§ TEXT BLOCK
○ ○ ○ ○ ○ ○ ○
Sunday, February 21, 2010

Feinstein Busts A Move; Spitzer Cautions

Eliot Spitzer as NY Attorney General in 2001.


This was the headline (with link) from Saturday’s NYTimes blog post:


Feinstein to Propose Federal Supervision of Insurance Rates


“‘Next week I intend to introduce legislation to create a Medical Insurance Rate Authority to prevent egregious premium rate increases, like the one recently announced by Anthem Blue Cross of California, which will raise certain medical insurance premiums by up to 39 percent,’ Mrs. Feinstein said.”


As you know, Senator Feinstein first broached the subject of rate authorities last October. But they were to be state-wide, not federal. This is definitely an improvement, although one might ask why such a nationwide rate authority wasn’t included in the Senate bill. And one of our readers pointed out:


“If I'm not mistaken, Feinstein has talked about introducing this legislation and creating this regulatory entity for some time. It took this rate-raising action to get her to actually commit when she should have already done this work – rates have been going up astronomically for the past few years, known to all. And I have to say, there can really be no satisfaction unless legislation can actually be passed, including a bill to repeal the anti-trust immunity insurers currently enjoy. Sky rocketing rates and the ability to spend a mere 70% on medical expenses in California are bothunconscionable. So what took Feinstein so long to use that word?”
○ ○ ○ ○ ○ ○ ○
§ EXTRACTED DATA

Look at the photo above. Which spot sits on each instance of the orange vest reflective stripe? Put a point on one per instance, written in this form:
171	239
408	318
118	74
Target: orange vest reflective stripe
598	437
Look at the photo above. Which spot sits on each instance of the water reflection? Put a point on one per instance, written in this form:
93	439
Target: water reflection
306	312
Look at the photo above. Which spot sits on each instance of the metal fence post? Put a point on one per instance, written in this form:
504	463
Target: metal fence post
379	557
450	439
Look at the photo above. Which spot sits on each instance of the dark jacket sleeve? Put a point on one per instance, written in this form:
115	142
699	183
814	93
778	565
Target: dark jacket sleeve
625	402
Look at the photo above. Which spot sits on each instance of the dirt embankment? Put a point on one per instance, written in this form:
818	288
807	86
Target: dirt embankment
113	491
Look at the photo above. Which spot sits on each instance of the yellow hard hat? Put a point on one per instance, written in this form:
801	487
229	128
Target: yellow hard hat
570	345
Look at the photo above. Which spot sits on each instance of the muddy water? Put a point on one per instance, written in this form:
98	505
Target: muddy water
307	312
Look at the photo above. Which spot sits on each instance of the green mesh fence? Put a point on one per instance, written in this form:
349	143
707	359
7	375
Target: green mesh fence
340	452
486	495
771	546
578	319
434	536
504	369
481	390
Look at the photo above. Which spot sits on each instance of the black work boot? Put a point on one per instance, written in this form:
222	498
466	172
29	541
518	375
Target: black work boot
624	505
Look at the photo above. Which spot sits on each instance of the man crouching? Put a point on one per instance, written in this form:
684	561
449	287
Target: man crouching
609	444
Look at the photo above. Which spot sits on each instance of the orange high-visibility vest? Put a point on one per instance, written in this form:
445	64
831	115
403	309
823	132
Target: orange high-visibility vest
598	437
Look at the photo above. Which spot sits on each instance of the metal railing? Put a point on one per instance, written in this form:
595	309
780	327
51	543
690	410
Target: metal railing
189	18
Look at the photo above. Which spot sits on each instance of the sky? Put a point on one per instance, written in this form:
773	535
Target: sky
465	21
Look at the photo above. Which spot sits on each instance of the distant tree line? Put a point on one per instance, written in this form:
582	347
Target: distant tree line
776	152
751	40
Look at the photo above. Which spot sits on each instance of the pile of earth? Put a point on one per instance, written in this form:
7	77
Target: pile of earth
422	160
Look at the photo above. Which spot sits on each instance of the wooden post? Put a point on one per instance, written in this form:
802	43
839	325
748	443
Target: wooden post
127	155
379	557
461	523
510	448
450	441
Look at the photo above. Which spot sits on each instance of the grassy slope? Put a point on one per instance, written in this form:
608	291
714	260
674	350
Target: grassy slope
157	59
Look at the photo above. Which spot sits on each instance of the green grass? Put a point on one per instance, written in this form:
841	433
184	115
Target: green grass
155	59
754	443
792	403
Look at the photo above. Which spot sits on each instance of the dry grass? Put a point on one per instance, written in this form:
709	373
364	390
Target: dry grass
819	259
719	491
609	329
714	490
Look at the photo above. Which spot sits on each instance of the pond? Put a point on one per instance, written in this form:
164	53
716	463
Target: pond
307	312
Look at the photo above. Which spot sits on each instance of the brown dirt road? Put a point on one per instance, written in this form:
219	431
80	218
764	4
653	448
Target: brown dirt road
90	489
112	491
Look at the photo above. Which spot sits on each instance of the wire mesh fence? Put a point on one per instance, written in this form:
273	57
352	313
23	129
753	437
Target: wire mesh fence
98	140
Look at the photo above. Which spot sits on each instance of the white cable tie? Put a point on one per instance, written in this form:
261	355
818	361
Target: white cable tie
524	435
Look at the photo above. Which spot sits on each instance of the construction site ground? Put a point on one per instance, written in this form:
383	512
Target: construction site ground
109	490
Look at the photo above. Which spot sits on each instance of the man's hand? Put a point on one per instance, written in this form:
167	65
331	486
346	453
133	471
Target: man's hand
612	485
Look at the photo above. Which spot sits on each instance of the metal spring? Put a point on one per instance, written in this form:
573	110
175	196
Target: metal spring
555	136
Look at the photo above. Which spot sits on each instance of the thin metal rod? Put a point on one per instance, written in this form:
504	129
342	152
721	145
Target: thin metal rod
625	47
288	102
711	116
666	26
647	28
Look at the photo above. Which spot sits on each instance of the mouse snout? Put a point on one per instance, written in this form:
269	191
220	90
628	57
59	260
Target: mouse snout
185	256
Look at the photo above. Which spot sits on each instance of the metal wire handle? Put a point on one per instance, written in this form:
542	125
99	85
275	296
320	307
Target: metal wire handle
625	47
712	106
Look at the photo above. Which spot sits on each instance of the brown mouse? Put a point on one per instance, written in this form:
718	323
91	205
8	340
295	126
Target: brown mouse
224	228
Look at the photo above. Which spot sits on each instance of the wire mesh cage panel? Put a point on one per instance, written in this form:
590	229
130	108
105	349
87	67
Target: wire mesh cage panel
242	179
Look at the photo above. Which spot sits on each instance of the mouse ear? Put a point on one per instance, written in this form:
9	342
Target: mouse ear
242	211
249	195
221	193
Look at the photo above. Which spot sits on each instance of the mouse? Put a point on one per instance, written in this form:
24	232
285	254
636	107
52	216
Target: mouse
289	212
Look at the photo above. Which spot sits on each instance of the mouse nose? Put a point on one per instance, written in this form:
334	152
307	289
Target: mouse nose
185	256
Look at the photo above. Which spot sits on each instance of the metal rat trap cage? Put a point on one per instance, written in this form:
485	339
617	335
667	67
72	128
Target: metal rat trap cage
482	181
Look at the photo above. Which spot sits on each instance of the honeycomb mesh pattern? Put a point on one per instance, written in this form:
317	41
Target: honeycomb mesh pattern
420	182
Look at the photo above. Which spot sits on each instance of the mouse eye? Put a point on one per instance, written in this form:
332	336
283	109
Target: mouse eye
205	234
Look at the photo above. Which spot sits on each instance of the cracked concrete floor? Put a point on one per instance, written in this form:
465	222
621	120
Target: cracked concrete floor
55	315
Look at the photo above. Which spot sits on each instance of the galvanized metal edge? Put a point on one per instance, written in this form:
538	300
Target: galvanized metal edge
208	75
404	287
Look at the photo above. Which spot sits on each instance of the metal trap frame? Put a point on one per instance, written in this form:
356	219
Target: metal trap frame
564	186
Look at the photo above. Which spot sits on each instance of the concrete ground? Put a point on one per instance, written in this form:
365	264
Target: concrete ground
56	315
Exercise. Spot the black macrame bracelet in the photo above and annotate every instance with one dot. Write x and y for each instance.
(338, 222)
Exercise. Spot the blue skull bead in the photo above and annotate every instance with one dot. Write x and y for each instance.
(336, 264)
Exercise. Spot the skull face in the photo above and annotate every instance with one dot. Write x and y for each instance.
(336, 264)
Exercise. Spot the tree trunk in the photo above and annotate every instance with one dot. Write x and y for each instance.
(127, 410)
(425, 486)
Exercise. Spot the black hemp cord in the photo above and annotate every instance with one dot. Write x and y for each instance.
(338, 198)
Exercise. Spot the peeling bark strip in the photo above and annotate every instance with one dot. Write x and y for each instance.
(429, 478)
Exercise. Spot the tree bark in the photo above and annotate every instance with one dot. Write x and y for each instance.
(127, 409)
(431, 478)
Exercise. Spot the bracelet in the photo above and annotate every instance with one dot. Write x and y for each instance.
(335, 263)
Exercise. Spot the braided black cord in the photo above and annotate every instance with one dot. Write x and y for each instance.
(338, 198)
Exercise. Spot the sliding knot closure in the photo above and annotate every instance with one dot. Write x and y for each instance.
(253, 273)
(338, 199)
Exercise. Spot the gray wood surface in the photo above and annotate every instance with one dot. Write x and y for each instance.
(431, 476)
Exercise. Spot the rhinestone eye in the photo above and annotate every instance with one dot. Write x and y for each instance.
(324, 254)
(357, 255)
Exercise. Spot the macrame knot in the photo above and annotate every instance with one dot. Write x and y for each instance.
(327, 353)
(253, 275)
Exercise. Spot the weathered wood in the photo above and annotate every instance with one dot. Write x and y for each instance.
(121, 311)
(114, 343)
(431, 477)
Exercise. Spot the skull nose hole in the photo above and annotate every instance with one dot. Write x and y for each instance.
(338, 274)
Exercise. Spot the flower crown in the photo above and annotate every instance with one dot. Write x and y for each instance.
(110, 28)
○ ○ ○ ○ ○ ○ ○
§ APPLY WHAT YOU READ
[A] List every number written in digits in the blog post about Feinstein's insurance rate plan, in the order they appear.
[B] Continue the blog post about Feinstein's insurance rate plan from its last sentence.

§ EXERCISE RESPONSES
[A] 21, 2010, 2001, 39, 70

[B]
To put a reality check on our previous enthusiasm for Feinstein’s regulatory proposals, let’s review what Eliot Spitzer described as “the Regulatory Charade” just weeks ago during his talk in San Francisco. (The subject was financial sector regulation, but it’s worth considering how an enthusiasm for regulatory fixes absent the political will for enforcement would apply to health insurance reform.)


“What we are doing is what I call the Regulatory Charade. What do I mean by that? After a crisis of this sort – and it doesn’t matter whether it’s the Enron crisis which generated Sarbanes-Oxley or other crises – there is always the rush to pass a law. Why do we want to pass a law? The virtue of passing a new law is that malefactors in the private sector get to say: ‘Go pay attention to passing a new law, but don’t worry about prosecuting us.’ And the regulators who should have done something can stand up and say: ‘We would have stopped it but we didn’t have the power, so pass a new law to give us the power, and then it won’t happen next time.’


“This is all a charade because the reality is the regulators had the power, they just refused to enforce it. And the people who did the bad things should have been prosecuted. What we should have been doing is actually using the power that we had.


“Think of it this way, over the past year the Fed, the OCC, and the SEC have been doing an amazing number of things.” (Editor’s Note: Spitzer emphasized throughout his presentation that these organizations are still far from doing enough with their current power.) “They haven’t been granted new power to do it. They’ve been using the power they’ve always had, but never called upon. Why didn’t they call upon it before?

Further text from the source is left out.